**The exercise:**
Render the records from the line containing "instance of lip" through the line containing "left=170, top=218, right=240, bottom=229", both included, as a JSON list of strings with one string per line and blank lines omitted.

"""

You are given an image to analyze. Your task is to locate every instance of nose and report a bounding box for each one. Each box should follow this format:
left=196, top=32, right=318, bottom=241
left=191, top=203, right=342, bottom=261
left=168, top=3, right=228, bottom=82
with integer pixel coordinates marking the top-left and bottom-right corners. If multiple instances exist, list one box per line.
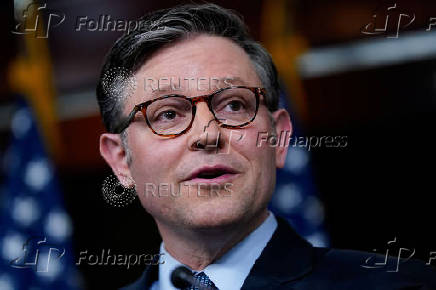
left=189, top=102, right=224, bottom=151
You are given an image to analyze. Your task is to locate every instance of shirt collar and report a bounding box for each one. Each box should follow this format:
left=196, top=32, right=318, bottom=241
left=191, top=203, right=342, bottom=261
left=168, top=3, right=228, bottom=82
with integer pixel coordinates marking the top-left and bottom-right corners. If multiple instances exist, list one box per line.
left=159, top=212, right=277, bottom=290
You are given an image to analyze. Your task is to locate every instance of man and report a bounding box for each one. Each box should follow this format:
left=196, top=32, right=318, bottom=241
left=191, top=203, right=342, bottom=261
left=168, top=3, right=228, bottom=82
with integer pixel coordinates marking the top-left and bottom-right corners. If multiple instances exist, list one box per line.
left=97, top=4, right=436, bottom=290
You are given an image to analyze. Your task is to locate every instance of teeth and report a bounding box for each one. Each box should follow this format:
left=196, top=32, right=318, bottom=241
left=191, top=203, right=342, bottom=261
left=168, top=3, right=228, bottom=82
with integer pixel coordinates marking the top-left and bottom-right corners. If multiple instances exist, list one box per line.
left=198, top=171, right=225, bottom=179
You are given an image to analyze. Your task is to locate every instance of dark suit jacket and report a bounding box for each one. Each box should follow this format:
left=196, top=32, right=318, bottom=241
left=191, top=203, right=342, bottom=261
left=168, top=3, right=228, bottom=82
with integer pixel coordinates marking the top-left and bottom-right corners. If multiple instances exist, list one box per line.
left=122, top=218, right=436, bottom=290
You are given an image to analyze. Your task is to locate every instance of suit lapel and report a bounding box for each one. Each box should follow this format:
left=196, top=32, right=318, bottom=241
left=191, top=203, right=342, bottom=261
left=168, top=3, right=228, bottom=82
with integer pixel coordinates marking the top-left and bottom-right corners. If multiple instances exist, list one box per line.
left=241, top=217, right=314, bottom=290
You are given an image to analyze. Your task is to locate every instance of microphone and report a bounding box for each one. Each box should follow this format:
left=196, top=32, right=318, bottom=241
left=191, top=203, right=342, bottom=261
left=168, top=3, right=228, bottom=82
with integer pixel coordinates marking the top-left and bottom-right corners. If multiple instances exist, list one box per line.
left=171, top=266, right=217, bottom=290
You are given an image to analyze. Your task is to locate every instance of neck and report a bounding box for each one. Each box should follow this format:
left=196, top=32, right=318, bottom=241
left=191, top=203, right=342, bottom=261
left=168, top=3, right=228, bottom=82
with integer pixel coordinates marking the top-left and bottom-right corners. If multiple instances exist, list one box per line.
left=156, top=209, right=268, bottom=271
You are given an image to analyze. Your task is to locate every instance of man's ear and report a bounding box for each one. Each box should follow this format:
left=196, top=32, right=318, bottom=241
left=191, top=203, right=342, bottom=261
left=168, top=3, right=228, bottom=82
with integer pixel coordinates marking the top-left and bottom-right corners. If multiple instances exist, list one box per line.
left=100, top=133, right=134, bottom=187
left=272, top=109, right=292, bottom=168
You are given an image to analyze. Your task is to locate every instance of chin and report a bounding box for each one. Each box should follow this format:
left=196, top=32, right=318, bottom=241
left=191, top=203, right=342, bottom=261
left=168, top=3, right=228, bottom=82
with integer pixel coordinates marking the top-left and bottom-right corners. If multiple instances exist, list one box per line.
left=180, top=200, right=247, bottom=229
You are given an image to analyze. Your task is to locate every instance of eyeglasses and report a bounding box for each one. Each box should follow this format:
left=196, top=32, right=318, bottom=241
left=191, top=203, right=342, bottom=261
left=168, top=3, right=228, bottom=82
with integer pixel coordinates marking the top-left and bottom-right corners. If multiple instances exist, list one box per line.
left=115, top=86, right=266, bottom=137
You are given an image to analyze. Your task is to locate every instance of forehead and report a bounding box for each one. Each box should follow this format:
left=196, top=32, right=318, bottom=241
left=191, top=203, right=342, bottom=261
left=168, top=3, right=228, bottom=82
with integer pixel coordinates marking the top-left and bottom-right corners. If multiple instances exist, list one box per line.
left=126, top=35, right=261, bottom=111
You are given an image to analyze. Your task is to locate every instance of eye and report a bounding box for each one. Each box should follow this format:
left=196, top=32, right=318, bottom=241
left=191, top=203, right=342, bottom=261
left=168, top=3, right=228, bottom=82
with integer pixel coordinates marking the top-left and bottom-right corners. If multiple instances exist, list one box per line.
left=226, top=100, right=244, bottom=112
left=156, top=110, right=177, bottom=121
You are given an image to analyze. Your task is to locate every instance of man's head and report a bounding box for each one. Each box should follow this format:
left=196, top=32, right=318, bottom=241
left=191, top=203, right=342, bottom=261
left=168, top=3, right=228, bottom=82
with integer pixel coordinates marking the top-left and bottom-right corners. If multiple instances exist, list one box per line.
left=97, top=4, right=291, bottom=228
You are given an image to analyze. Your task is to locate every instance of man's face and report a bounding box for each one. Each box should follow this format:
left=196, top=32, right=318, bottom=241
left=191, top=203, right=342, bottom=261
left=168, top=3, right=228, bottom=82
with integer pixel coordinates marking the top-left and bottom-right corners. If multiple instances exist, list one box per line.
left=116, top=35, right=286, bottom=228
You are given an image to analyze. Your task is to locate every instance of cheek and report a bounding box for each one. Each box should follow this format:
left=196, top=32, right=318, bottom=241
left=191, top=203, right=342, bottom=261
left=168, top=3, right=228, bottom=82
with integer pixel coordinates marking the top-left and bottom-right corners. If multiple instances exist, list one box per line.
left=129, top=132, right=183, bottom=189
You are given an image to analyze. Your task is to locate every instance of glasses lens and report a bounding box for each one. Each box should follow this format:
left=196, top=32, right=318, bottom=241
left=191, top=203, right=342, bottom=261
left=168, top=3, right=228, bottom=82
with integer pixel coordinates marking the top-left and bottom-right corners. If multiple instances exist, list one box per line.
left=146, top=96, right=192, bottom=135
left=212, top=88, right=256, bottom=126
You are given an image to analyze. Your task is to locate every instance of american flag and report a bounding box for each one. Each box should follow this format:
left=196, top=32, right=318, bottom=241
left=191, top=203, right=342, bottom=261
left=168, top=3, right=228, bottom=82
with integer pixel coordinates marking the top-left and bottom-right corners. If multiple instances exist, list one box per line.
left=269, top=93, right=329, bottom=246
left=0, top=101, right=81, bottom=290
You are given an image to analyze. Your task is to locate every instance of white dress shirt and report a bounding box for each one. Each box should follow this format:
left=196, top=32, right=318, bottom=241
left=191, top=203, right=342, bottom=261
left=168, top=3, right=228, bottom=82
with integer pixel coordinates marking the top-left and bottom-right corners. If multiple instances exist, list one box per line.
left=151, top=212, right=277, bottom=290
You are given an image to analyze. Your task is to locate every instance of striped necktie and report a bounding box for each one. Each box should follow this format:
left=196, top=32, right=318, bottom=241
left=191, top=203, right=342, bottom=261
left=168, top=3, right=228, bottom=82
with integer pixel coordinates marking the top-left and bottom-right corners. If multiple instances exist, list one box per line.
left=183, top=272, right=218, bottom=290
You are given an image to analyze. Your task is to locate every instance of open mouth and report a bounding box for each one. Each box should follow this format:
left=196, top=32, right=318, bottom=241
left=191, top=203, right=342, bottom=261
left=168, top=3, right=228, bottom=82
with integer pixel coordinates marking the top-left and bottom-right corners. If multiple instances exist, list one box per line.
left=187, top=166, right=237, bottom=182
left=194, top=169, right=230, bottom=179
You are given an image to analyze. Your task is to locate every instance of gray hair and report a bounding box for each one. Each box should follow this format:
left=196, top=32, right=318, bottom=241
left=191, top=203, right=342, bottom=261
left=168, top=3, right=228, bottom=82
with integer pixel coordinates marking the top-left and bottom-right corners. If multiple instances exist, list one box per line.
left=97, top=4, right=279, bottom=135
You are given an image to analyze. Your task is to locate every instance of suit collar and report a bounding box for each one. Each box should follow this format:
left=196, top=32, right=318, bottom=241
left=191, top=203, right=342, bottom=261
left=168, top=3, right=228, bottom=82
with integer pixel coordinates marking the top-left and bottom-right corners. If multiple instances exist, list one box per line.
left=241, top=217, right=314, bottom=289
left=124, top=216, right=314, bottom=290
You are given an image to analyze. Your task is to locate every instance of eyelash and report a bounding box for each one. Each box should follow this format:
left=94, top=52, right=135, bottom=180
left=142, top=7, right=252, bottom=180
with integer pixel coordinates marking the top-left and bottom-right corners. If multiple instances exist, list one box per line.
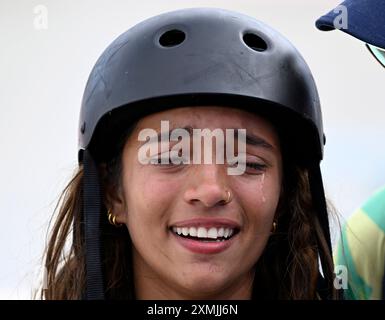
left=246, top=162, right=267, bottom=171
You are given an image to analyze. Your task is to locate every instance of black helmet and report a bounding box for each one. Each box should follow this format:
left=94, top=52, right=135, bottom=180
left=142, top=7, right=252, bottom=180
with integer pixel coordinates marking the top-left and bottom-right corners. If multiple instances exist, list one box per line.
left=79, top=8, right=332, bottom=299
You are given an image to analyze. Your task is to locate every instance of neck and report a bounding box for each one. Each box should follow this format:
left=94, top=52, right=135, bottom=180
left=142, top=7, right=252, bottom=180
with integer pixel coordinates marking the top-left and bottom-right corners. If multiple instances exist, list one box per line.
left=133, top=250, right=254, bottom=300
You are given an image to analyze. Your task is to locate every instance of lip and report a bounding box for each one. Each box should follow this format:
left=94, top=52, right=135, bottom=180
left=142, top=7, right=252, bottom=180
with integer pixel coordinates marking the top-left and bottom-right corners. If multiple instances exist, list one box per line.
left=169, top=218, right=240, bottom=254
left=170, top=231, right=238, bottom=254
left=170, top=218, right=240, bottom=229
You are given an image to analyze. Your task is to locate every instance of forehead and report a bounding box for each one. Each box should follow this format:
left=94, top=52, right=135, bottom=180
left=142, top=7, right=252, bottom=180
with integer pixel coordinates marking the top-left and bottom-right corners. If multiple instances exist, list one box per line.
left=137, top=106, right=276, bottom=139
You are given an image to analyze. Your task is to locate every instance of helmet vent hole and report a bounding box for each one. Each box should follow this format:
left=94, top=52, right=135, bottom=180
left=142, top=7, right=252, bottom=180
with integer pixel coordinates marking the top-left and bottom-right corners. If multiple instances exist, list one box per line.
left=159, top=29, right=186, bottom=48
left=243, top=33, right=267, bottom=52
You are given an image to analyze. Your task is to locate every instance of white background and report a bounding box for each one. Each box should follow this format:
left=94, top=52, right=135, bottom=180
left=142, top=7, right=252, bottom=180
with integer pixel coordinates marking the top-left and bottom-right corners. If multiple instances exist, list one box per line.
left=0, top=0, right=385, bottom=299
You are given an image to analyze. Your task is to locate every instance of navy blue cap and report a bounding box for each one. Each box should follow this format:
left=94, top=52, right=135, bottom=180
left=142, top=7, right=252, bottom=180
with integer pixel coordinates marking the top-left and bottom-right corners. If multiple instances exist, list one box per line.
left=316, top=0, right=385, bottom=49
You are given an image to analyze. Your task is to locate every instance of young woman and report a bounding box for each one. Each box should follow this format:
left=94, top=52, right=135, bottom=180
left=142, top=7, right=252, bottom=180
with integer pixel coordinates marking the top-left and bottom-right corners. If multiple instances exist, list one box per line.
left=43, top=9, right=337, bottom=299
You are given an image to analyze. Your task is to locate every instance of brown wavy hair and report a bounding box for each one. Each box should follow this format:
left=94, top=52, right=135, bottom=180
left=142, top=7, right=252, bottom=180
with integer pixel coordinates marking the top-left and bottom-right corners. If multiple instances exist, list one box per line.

"""

**Written answer:**
[
  "You are given an image to analyze. Your task is to locate every instance of lip and report a bounding box for each one. Each box should follow this format:",
  "left=94, top=52, right=135, bottom=180",
  "left=142, top=7, right=252, bottom=180",
  "with integer pixel coordinates marking the top-left and bottom-right corners. If multiple instances exist, list one box per line.",
  "left=169, top=218, right=240, bottom=254",
  "left=170, top=231, right=238, bottom=254",
  "left=170, top=218, right=240, bottom=229"
]